Tasks for this exercise:
1. Answer these questions about the mailing list post:
(a) What exception does the SAX parser throw?
(b) What charset does the meta tag in the original HTML document specify?
(c) From which mailing list archive was the post sent?
2. Decide whether each statement agrees with the mailing list post, answering yes or no and quoting the deciding words:
(a) Wrapping the InputStreamReader in a BufferedReader solves the problem.
(b) Building the InputSource from a StringReader over the body always works.
(c) The garbage characters in the buffer have a char numeric value of 0.

You are viewing a plain text version of this content. The canonical link for it is here.
Posted to httpclient-users@hc.apache.org by "droidin.net" <dr...@droidin.net> on 2009/08/18 20:55:15 UTC
Weird characters in the stream
I'm trying to read a partial data from the HTML file. So I have this code
that returns me InputSource for my SAX parser
InputSource is = null;
HttpEntity entity = response.getEntity();
if (entity == null) {
final String body = new
BasicResponseHandler().handleResponse(response);
is = new InputSource(new StringReader(body));
} else {
is = new InputSource(new InputStreamReader(entity.getContent(),
"utf-8"));
}
And now comes the problem:
1. is = new InputSource(new StringReader(body)); // this always work
2. If I save HTML into file and then create InputSource from that using
is = new InputSource(new
InputStreamReader(ParserUtils.class.getResourceAsStream(testFile),
"utf-8"));
this also works
3. However if I do
is = new InputSource(new InputStreamReader(entity.getContent(), "utf-8"));
Then my sax parser chokes with ArrayIndexOutOfBoundsException (Attempt to
access illegal array index) and when I look at the buffer it's full of
garbage chars that show up as little blank squares with char numeric value
of -1. If I wrap InputStreamReader into BufferedREader - that does not help.
The original HTML doc specifies
<meta content="text/html; charset=utf-8" http-equiv="Content-Type"/>
--
View this message in context: http://www.nabble.com/Weird-characters-in-the-stream-tp25031327p25031327.html
Sent from the HttpClient-User mailing list archive at Nabble.com.

Records of labeled points
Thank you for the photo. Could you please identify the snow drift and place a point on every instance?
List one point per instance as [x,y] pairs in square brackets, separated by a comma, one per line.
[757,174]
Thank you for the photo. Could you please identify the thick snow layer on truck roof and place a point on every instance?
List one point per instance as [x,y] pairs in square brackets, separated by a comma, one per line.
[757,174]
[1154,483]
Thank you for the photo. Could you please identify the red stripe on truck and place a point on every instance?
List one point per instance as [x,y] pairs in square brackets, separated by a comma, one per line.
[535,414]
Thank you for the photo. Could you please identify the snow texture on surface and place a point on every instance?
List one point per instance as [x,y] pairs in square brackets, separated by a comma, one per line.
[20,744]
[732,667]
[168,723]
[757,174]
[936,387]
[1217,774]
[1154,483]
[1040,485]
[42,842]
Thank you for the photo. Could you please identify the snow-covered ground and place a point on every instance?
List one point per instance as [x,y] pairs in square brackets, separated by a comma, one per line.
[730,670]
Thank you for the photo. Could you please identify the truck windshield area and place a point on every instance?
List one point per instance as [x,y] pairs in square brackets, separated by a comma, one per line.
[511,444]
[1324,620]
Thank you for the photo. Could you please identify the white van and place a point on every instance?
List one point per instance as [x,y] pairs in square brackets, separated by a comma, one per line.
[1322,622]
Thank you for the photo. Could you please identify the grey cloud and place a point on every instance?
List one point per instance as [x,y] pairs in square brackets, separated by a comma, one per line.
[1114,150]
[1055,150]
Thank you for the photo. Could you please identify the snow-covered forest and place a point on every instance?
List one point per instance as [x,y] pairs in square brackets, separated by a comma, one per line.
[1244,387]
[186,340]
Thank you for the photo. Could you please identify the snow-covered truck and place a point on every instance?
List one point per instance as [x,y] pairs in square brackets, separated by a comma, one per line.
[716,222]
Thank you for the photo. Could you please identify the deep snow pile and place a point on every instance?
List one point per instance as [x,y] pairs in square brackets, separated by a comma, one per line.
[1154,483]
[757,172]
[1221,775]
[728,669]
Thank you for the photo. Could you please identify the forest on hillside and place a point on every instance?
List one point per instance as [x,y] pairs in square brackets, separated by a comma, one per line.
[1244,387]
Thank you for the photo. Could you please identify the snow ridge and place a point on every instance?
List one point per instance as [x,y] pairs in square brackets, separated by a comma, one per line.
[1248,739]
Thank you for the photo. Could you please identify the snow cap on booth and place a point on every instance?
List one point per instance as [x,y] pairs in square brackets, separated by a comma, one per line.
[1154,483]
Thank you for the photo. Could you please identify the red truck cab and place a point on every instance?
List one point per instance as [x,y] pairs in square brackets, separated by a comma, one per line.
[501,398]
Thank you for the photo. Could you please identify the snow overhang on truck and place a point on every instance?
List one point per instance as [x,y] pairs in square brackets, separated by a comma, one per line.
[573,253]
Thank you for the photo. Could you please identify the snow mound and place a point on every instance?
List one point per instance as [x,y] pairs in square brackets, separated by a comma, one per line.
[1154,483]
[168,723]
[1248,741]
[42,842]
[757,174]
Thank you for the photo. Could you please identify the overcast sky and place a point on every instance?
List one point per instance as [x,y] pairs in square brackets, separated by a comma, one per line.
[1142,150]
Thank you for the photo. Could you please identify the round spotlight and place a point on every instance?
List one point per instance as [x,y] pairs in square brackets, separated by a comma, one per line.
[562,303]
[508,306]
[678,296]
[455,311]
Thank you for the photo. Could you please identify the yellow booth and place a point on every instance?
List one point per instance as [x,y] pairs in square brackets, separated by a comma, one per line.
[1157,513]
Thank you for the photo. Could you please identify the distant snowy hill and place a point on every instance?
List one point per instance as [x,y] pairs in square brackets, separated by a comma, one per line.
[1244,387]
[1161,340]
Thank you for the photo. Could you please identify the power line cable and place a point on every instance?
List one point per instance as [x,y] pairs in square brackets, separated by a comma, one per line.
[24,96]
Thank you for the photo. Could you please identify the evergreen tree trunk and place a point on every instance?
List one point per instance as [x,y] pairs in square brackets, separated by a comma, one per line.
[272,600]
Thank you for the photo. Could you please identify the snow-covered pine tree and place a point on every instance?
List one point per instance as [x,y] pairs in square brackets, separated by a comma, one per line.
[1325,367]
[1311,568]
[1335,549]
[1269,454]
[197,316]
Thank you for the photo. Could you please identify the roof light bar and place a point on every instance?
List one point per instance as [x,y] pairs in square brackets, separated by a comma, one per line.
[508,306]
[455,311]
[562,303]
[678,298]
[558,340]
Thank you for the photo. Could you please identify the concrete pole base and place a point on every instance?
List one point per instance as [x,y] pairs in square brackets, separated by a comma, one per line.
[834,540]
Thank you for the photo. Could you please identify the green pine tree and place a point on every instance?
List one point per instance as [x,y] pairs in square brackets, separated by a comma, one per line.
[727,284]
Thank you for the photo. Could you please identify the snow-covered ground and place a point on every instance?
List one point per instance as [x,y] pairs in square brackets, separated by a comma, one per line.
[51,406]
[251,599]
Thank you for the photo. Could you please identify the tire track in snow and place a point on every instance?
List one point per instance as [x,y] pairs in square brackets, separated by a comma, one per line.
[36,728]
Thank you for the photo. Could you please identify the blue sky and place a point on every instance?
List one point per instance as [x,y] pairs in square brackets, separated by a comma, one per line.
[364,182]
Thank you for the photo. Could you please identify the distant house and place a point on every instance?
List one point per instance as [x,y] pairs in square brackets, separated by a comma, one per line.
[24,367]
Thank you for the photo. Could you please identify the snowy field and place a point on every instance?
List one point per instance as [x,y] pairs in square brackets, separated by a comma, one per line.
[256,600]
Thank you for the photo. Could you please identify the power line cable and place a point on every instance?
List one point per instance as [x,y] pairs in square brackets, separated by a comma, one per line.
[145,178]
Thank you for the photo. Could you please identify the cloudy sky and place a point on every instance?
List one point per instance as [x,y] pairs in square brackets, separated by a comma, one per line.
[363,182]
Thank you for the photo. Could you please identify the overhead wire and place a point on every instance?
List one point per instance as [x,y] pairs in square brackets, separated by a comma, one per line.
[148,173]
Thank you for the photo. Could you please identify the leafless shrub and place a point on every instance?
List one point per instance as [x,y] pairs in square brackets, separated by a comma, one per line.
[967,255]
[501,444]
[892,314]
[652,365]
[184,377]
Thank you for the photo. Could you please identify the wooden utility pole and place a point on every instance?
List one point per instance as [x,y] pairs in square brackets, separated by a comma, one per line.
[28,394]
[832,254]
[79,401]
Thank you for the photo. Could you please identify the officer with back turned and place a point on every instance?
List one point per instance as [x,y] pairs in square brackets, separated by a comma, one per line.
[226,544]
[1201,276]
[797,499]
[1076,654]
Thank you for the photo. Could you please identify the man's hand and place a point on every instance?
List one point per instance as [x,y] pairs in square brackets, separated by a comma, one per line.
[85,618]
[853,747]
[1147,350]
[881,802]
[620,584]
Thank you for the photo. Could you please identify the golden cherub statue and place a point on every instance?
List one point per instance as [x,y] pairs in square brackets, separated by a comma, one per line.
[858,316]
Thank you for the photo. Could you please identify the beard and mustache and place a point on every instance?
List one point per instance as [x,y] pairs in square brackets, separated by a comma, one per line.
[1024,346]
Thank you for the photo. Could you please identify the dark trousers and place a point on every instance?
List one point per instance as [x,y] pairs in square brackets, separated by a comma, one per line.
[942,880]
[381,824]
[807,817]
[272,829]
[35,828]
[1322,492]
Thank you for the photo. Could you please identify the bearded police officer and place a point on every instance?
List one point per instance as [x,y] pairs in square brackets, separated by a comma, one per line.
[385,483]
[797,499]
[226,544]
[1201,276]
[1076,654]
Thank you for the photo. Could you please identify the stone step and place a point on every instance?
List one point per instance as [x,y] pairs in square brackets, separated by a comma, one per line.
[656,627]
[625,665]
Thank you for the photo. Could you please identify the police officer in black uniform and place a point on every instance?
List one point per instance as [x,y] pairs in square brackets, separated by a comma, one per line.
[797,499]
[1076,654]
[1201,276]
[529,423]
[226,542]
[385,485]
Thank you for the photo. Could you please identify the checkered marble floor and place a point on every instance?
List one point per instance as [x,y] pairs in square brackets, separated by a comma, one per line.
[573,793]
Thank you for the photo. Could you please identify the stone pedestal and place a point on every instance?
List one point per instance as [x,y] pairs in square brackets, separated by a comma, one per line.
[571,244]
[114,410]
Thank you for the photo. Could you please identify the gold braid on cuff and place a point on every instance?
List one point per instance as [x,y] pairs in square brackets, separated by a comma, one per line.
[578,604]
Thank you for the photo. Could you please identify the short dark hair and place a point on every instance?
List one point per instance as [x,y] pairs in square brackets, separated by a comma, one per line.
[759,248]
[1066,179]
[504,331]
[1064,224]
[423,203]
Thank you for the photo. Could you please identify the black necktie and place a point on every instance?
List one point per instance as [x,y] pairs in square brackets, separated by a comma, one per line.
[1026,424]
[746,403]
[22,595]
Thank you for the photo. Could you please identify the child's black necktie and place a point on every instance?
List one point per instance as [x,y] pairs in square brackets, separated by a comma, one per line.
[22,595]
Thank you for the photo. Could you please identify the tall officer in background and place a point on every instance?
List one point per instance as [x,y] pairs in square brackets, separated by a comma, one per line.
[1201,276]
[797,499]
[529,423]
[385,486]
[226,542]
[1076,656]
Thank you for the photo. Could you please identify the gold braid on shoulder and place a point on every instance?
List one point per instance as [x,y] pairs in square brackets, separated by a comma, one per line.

Per-task outputs:
1.
(a) ArrayIndexOutOfBoundsException
(b) utf-8
(c) The HttpClient-User mailing list archive at Nabble.com

2.
(a) No: "If I wrap InputStreamReader into BufferedREader - that does not help."
(b) Yes: "is = new InputSource(new StringReader(body)); // this always work"
(c) No: "with char numeric value of -1"